- WORK REQUIRED -
Rewrite the rows below with "mark" in place of every "tag", keeping everything else the same.

Lines of data
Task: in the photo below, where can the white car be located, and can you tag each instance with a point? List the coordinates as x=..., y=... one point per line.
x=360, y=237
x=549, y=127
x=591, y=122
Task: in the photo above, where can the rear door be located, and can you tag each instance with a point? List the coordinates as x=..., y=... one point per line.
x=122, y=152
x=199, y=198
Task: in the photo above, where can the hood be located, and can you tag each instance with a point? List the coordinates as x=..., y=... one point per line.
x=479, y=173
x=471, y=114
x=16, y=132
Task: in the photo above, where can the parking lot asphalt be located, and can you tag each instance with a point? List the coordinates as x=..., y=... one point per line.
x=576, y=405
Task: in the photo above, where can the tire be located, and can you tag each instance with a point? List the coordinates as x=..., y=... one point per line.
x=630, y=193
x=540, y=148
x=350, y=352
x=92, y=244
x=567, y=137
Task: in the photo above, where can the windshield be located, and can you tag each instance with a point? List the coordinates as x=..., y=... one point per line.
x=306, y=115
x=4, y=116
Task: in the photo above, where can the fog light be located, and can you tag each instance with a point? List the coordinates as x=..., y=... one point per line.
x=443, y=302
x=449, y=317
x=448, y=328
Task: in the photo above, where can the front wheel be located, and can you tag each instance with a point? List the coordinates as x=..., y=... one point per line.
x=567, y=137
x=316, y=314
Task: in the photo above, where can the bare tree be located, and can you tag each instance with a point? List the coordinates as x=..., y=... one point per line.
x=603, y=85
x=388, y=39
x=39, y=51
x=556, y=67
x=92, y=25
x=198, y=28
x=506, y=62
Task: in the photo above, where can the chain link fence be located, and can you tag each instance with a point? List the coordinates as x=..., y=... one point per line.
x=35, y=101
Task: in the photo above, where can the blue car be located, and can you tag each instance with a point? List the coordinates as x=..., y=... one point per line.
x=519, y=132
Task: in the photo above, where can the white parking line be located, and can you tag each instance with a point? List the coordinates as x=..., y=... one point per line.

- OUTPUT -
Task: in the photo below, where can the white car be located, and can you mark each instance with a point? List the coordinates as x=..., y=... one point per line.
x=360, y=237
x=549, y=127
x=591, y=122
Task: in the photo above, where can the rear door be located, and can you mark each instance with a point? List the coordinates as x=..., y=... one point per line.
x=122, y=152
x=199, y=198
Task: in the photo above, where can the hood be located, and can you mark each instance with a point? List the coordinates as x=..., y=... one point per line.
x=479, y=173
x=471, y=114
x=16, y=132
Task: in the photo above, where can the parking lot asphalt be located, and can you mark each instance with a point? List the coordinates as x=..., y=... one point per line.
x=576, y=405
Task: in the photo above, where can the tire be located, and can you mark each instance with a point? List the coordinates as x=..., y=... one point per line.
x=630, y=193
x=540, y=148
x=350, y=352
x=92, y=244
x=567, y=137
Task: in the photo above, where can the windshield be located, and can you mark each instance with a point? List the coordinates as x=..., y=... one point per line.
x=306, y=115
x=4, y=116
Task: in the photo above, where can the fog light be located, and can you mark each instance with a point? List the coordinates as x=..., y=... one point per line.
x=443, y=302
x=449, y=317
x=448, y=328
Task: in the photo above, where can the front wheel be located, and can you mark each instance with a point? List the coordinates as x=..., y=... one point per line.
x=567, y=137
x=316, y=314
Task: in the photo above, where can the bare tree be located, and can you mark each instance with a point? List the coordinates as x=..., y=... one point per line.
x=603, y=85
x=388, y=39
x=39, y=51
x=556, y=67
x=92, y=25
x=198, y=28
x=506, y=62
Task: in the photo above, where can the chain link fence be located, and can you mark each instance with a point? List the coordinates as x=..., y=... one point per line.
x=35, y=101
Task: in the photo above, where can the blue car be located, and can you mark each instance with a point? List the coordinates as x=..., y=... one point per line.
x=519, y=132
Task: in the photo above, where can the white parking line be located, and can you mark each instance with a point? List the coordinates as x=..., y=... one point per line.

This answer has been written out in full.